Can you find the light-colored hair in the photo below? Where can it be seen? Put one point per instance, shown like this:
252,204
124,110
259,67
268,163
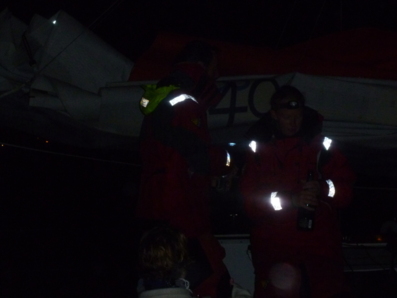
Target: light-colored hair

::::::::::

Directions for this task: Put the lines above into a numbered list, skipping any blank lines and leaving out the picture.

Response to this task:
1. Can you find the light-colored hair in the photo below? Where can it be seen? Put one point per instance, shown like this:
2. 252,204
3. 124,110
4. 259,67
5. 268,163
6. Target: light-colored hair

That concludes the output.